→ **EXERCISE REQUIREMENTS**: The required output is every entry, printed exactly as written.
*** DATA RECORDS Section Begins ***
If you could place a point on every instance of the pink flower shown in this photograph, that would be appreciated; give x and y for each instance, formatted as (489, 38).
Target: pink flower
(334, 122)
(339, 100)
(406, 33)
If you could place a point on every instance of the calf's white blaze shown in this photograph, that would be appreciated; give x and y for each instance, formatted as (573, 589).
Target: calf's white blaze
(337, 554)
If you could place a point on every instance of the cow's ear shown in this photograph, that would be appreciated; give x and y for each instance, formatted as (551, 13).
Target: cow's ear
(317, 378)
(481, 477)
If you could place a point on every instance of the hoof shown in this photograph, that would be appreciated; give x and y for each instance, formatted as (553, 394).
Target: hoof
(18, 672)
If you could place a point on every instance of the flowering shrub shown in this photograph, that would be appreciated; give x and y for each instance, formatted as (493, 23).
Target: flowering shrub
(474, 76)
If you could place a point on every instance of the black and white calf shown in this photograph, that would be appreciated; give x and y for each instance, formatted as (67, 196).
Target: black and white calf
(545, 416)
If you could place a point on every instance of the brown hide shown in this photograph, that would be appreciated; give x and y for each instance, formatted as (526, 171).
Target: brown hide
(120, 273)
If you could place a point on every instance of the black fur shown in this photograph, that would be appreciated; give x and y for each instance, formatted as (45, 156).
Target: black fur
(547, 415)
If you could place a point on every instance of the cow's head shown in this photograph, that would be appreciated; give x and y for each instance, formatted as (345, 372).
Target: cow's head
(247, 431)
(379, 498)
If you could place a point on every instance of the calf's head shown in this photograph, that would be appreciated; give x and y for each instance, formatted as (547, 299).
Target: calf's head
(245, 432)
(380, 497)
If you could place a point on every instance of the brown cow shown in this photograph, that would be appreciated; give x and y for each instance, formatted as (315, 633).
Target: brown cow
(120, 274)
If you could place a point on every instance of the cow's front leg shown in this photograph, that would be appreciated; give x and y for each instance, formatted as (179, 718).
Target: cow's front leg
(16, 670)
*** DATA RECORDS Section Ends ***
→ **EXERCISE ANSWER**:
If you could place a point on every instance of the pink flower shown in this photograph, that would be appreciated; give x and y for each instance, formatted as (489, 38).
Target: pink flower
(334, 122)
(339, 100)
(406, 33)
If you could place a point on every instance of the calf's white blaze shown in this photograph, that would be appreciated; give x and y for each instance, formatted as (573, 589).
Target: calf's white blaze
(337, 554)
If you could place a point on every instance of the cow's ear shown in this photograph, that would be appreciated; give x and y for each instance, formatted as (551, 13).
Target: cow's ear
(317, 378)
(481, 477)
If you could place a point on every instance of the hoof shown in this photograph, that would be appreciated; give x and y for each instance, formatted as (553, 394).
Target: hoof
(18, 672)
If you could place a point on every instance of the flowering shrub shown in this photograph, that would be appreciated; give x and y for each instance, formatted as (493, 23).
Target: flowering shrub
(474, 76)
If you could place a point on every instance of the black and white calf shown in this photograph, that would be appreciated; give x and y for each instance, formatted as (67, 196).
Target: black and white calf
(545, 416)
If you could place a point on every instance of the brown hide shown in this photograph, that would be appreciated; give x and y for each instance, formatted as (526, 171).
Target: brown hide
(120, 273)
If you could place a point on every instance of the black fur shown in this photograph, that would be appreciated; give x and y for each instance, formatted as (45, 156).
Target: black fur
(547, 415)
If you could place a point on every instance of the cow's head shown in this photograph, that would be appreciated; give x and y for each instance, formatted as (345, 372).
Target: cow's head
(247, 431)
(379, 498)
If you could place a point on every instance of the calf's head shown in this photograph, that would be appreciated; give x and y for each instance, formatted as (547, 299).
Target: calf's head
(245, 432)
(380, 497)
If you could place a point on every instance of the brown cow shown in this photograph, that would be appreciated; give x and y for each instance, formatted as (315, 633).
Target: brown cow
(120, 274)
If you could place a point on every instance of the cow's front leg shown in this photograph, that would be appreciated; give x and y for each instance, formatted as (179, 718).
Target: cow's front leg
(16, 670)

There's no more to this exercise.